[Selected text]:
Tim Walz and the Lessons of High-School Football

As Kamala Harris introduced Tim Walz as her running mate to the public for the first time, at a rally in Philadelphia last week, she ran through his titles: Governor, husband, dad. He was Representative, Sergeant Major, and Mister Walz—that’s what his students called him, back when he was a social-studies teacher. “And to his former high-school football players,” Harris said, building toward the payoff, “he was Coach.” She flashed her biggest smile.

“Coach,” she repeated. “Coach!” Walz pumped his fist. The crowd cheered and chanted as Walz beamed. Harris could have chosen the Arizona senator Mark Kelly as her running mate—an astronaut. Instead she chose the high-school football coach—molder of men, high priest of the American state religion. The only thing missing was the marching band.

Football may be the last great bipartisan issue in the United States—N.F.L. games dominate the list of most-watched programs on television every year. Still, the sport, with its pronounced hierarchies, its emphasis on discipline, and its fairly thoroughgoing machismo, is arguably coded as conservative. The White House occupants most closely associated with it—including Teddy Roosevelt, Dwight Eisenhower, Richard Nixon, and Gerald Ford—have largely been Republicans. It was something, then, to see a bunch of Democrats at a scene reminiscent of a homecoming pep rally, which was clearly not lost on the Harris campaign. During her speech, Harris referred to Walz as “Coach Walz” nine times.

Walz got his start coaching linebackers at Alliance High School, in Nebraska. He was an assistant basketball coach, too, until he resigned both roles after a drunken-driving incident. (He’d been watching college football that night.) After he and his wife, Gwen, took teaching jobs at Mankato West High School, closer to her home town, in southern Minnesota, the principal called the school’s head football coach, Rick Sutton, and told him that Walz had some coaching experience. Walz became the linebacker coach, then the defensive coördinator.

[Work to do]:
• A. Answer these questions about the article on Tim Walz and high-school football:
(i) In which city was the rally where Harris first introduced Walz as her running mate?
(ii) How many times did Harris call Walz "Coach Walz" during her speech?
(iii) At which Nebraska high school did Walz start out coaching linebackers?
• B. Reproduce the article on Tim Walz and high-school football between "Walz got his" and "the defensive coördinator.", inclusive, switching "defensive coördinator" to "defensive coordinator".
• C. Resume the article on Tim Walz and high-school football, picking up right after its last sentence.

[Excerpts from point annotation data]:
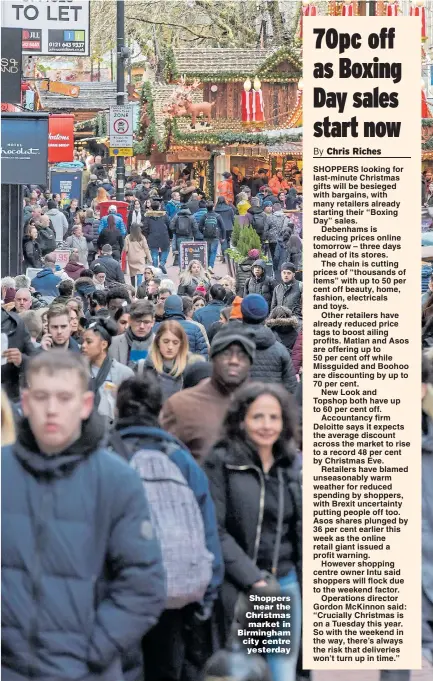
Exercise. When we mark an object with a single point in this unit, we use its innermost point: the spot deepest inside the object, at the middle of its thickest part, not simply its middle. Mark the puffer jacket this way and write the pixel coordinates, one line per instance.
(288, 295)
(285, 329)
(264, 285)
(78, 548)
(272, 363)
(156, 229)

[Exercise results]:
• A.
(i) Philadelphia
(ii) Nine times
(iii) Alliance High School

• B.
Walz got his start coaching linebackers at Alliance High School, in Nebraska. He was an assistant basketball coach, too, until he resigned both roles after a drunken-driving incident. (He’d been watching college football that night.) After he and his wife, Gwen, took teaching jobs at Mankato West High School, closer to her home town, in southern Minnesota, the principal called the school’s head football coach, Rick Sutton, and told him that Walz had some coaching experience. Walz became the linebacker coach, then the defensive coordinator.

• C.
The team had been terrible, perennially winless, until shortly after Walz’s arrival. The previous season, the varsity team didn’t score a touchdown through the first six weeks. Three years later, in 1999, they won the state championship.

Was Walz a tactical genius? Was he responsible for turning the team around? I asked some of his former players, and others around the team at the time, who said not exactly. For starters, Sutton, the head coach, probably deserved more of the credit. Plus, talented new players arrived, including Eric Stenzel—a six-foot-four-inch, two-hundred-and-thirty-pound linebacker who also threw shot put and ran the four-by-four-hundred-metre relay—and a running back named Chris Boyer, whose family owned the local pizza joint. Walz was interested in strategy, but he wasn’t Bill Belichick. He was the guy the players went to if they had a problem, the guy they liked. He built them up. Even the parents liked him! “He was a very positive influence,” Jack Considine, whose son was coached by Walz on the football team, and whose daughter was coached by Walz on the basketball team—and who, as it happens, was a Democrat involved in Minnesota politics—told me. “I would be really surprised if you could find a parent who was unhappy with the way their child was treated on either one of those teams.”

Walz cared about technique, stressed the weight room, and broke down film every weekend. He had a solid playbook, geared toward stopping the run. But what made the biggest impression was his steady positivity. Sutton was “kind of a hard-ass,” Nate Hood, a former player, said. “He was a good coach, but a hard-ass. If you had an issue, you brought it up with Coach Walz first. He’d give you the lay of the land.” Sutton and Walz had something of a good-cop, bad-cop routine. Sutton yelled. Walz only yelled when he was happy. “Everybody plays to their strengths,” Sutton told me, adding, “We had really good chemistry with our staff.”

The team had a saying: “Eleven guys to the ball.” Walz’s defenses were built around speed but, more than that, they were built around belief. Walz spent games pacing in front of the bench, clapping his hands. At halftime, he’d give rousing speeches. “They would start calm, and build and build, and by the end he would make his final statement, and we would be ready to run through a brick wall,” Considine’s son, John, who was an offensive lineman on the state-championship team, told me. The specifics of what Walz said didn’t stick out in his mind. But maybe that was kind of the point. “He was really consistent,” Adam Segar, another former player, said. “There weren’t a lot of surprises.”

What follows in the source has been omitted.